>>

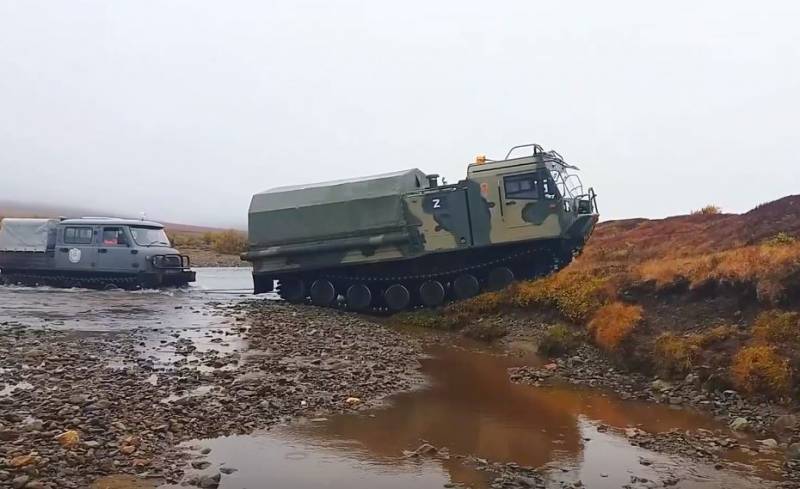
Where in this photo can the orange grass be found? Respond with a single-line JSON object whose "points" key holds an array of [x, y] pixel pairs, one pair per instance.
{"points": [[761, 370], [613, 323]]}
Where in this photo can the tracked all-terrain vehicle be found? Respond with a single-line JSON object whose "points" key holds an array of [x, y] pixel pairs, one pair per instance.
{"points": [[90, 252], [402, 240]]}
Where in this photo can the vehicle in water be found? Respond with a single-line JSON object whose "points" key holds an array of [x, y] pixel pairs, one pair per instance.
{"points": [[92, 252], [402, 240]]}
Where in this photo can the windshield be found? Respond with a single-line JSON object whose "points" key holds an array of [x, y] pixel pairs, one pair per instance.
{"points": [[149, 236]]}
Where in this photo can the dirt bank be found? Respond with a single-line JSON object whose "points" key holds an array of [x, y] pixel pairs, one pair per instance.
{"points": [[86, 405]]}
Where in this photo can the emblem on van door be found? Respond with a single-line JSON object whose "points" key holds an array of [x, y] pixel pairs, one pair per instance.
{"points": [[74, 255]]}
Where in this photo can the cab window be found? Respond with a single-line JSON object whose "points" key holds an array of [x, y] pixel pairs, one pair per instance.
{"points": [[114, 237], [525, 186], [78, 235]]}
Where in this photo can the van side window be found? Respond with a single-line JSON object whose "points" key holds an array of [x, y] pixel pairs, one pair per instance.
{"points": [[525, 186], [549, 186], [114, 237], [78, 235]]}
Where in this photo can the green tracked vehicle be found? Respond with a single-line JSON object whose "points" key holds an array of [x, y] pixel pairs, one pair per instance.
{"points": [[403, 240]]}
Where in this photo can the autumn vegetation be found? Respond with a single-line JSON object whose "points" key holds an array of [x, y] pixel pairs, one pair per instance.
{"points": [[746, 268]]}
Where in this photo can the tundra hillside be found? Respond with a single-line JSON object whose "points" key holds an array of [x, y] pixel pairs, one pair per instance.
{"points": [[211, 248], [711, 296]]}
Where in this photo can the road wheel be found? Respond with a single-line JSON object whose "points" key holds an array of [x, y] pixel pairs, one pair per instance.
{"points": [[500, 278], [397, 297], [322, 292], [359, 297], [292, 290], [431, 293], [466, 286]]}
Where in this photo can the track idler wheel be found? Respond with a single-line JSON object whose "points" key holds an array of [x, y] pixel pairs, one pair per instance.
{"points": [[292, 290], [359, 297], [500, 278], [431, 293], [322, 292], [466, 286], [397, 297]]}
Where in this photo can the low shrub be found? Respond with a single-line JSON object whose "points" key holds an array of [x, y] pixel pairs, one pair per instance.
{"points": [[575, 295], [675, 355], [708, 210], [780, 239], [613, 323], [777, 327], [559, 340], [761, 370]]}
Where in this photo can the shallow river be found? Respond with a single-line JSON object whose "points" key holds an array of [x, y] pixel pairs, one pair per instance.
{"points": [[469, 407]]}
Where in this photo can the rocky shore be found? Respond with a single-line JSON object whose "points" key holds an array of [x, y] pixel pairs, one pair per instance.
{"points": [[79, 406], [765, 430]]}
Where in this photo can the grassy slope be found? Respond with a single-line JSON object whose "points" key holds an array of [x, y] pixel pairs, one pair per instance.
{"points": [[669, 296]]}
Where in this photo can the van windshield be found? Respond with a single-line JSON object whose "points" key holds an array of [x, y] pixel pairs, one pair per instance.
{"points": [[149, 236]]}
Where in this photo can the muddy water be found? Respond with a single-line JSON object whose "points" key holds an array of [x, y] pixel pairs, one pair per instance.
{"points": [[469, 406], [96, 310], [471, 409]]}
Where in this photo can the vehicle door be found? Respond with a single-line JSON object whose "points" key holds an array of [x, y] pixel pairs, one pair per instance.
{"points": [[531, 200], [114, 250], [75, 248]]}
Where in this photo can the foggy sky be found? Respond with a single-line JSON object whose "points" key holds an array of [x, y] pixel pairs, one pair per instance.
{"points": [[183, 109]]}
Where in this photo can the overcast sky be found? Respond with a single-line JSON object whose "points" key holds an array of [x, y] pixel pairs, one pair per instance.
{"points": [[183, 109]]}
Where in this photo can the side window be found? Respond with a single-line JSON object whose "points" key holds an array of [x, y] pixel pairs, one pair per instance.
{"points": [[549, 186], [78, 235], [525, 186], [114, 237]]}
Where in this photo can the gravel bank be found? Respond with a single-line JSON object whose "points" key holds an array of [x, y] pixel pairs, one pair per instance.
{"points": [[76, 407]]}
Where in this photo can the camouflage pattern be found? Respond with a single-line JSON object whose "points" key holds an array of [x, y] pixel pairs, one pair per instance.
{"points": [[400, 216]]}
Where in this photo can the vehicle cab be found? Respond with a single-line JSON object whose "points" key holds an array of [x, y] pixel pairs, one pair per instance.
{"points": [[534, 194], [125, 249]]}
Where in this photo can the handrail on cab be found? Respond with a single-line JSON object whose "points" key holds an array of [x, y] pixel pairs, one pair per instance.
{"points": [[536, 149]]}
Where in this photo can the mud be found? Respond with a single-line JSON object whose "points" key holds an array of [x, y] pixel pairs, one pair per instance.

<<

Could you arrange all of the data above as a Markdown table with the columns Row and Line, giving each line its own numbered row and skipping blank lines? Leave the pictures out.

▶ Output for this task:
| Row | Line |
|---|---|
| 1 | Where in this photo can the orange grass be found? Respond with a single-line JSON object whose "points" key holds an array of [x, y] pixel pairs, one pair per instance. |
| 2 | {"points": [[761, 370], [613, 323]]} |
| 3 | Where in this photo can the tracked all-terrain vehicle be found? Respond with a single-line JSON object whose "points" key holds an array of [x, y] pixel pairs, one pair per instance. |
| 4 | {"points": [[90, 252], [402, 240]]} |
| 5 | Where in this photo can the vehicle in water be found? Respond with a single-line JSON object whose "points" key holds an array of [x, y] pixel pairs, one pair per instance. |
| 6 | {"points": [[92, 252], [402, 240]]} |
| 7 | Where in this photo can the windshield be found? Respond with a single-line JSON object whose "points" key holds an array of [x, y] pixel pairs, one pair per instance. |
| 8 | {"points": [[149, 236]]} |
| 9 | Where in this photo can the dirt bank be found? Respond with a single-line JSON object whose "points" key holds an array of [x, y] pixel pairs, one pair per instance. |
| 10 | {"points": [[86, 405]]} |
| 11 | Where in this photo can the emblem on van door be found? Respond with a single-line JSON object whose "points" key holds an array of [x, y] pixel pairs, one pair per instance. |
| 12 | {"points": [[74, 255]]} |
| 13 | Where in this photo can the cab window be found? Respond with a single-line JSON object whose "points" key holds an array of [x, y] pixel pairs, one pair per instance. |
| 14 | {"points": [[114, 237], [525, 186], [78, 235]]} |
| 15 | Where in this photo can the van side window be found? Respond with a single-line JSON object whose "points" key holds an array of [x, y] pixel pairs, one pair per instance. |
| 16 | {"points": [[525, 186], [549, 186], [114, 237], [78, 235]]} |
| 17 | Where in this photo can the green tracked vehicle be found? Respond with a single-line JSON object whose "points" key holds an array of [x, y] pixel pairs, one pair per instance. |
| 18 | {"points": [[403, 240]]} |
| 19 | Where in this photo can the autumn vegetation be found? Respond with a single-line JSON object whose "points" key holds an array of [x, y] pixel pairs, one pair per instance. |
| 20 | {"points": [[746, 268]]} |
| 21 | Where in this photo can the tundra hillside be found? Respond with a single-line JSON object whose "points" key holds an array of [x, y] pixel pairs, one pair per instance. |
| 22 | {"points": [[211, 248], [711, 296]]} |
| 23 | Where in this photo can the road wheel be found? Respond with a single-line JSON object whose "points" key holds an array of [x, y] pixel pairs, one pair per instance. |
| 24 | {"points": [[500, 278], [397, 297], [322, 292], [359, 297], [292, 290], [431, 293], [466, 286]]} |
| 25 | Where in this photo can the track idler wheel be found? Respond with a single-line JSON object whose "points" key holds an array of [x, y] pixel pairs, one pair per instance. |
| 26 | {"points": [[292, 290], [359, 297], [500, 278], [431, 293], [322, 292], [466, 286], [397, 297]]} |
| 27 | Where in this photo can the low shrub be found? Respond with a single-line JSON object whose "points" key holds an array of [x, y] pixel pairs, one pair per instance. |
| 28 | {"points": [[575, 295], [675, 355], [708, 210], [780, 239], [613, 323], [777, 327], [559, 340], [761, 370]]} |
| 29 | Where in this photo can the shallow river be found? Respond with a single-line JSON object whose "points" key holds an array of [x, y] pixel pairs, one pair per instance. |
| 30 | {"points": [[469, 407]]} |
| 31 | Where in this photo can the rocky shore be found? Respond with a single-line JSON object whose "points" key holds an array of [x, y] pixel pairs, one pair per instance. |
| 32 | {"points": [[79, 406], [765, 430]]} |
| 33 | Where in this photo can the grassy slope be found? Respond with a single-line JSON object whose "points" key holds an array of [x, y] pixel pairs, one pair per instance. |
| 34 | {"points": [[669, 296]]} |
| 35 | Where in this photo can the van windshield be found? Respond with a single-line JSON object whose "points" key holds an array of [x, y] pixel pairs, one pair per instance. |
| 36 | {"points": [[149, 236]]} |
| 37 | Where in this photo can the muddy water be found? Respond with a single-line JSON object whose "points" key holds an array of [x, y] pixel pairs, one pair per instance. |
| 38 | {"points": [[469, 406], [96, 310], [471, 409]]} |
| 39 | Where in this photo can the vehicle door be found? Respond with a single-line JSON object whose "points" key holds an array of [x, y] pixel pairs, one pair per instance. |
| 40 | {"points": [[531, 200], [114, 250], [75, 248]]} |
| 41 | Where in this photo can the foggy sky be found? Respond with a single-line JSON object whose "points" key holds an array of [x, y] pixel pairs, one pair per instance. |
| 42 | {"points": [[183, 109]]} |
| 43 | Where in this photo can the overcast sky be found? Respond with a single-line JSON object whose "points" key holds an array of [x, y] pixel pairs, one pair per instance. |
| 44 | {"points": [[183, 109]]} |
| 45 | Where in this photo can the side window be found? Respond with a single-line JSON object whose "points" key holds an array of [x, y] pixel pairs, one pair per instance. |
| 46 | {"points": [[549, 186], [78, 235], [525, 186], [114, 237]]} |
| 47 | Where in this photo can the gravel bank be found? Respond with a single-line JSON object whose "points" key holds an array of [x, y] pixel pairs, one pair per instance. |
| 48 | {"points": [[76, 407]]} |
| 49 | Where in this photo can the camouflage pattern be found? Respond with a single-line JSON object whose "points" key holds an array of [x, y] pixel pairs, one pair per instance. |
| 50 | {"points": [[400, 216]]} |
| 51 | Where in this photo can the vehicle cab be found? Respond with a single-line JSON object whose "points" key holds an array of [x, y] pixel pairs, one pair per instance. |
| 52 | {"points": [[534, 194], [125, 249]]} |
| 53 | Where in this photo can the handrail on cab be found? Respond with a single-line JSON object whose "points" key holds an array of [x, y] pixel pairs, one pair per instance. |
| 54 | {"points": [[536, 149]]} |
| 55 | Where in this photo can the mud be found? Respond with a single-line JSON object whose "points" key holds an array of [x, y] pixel pairs, one pair per instance. |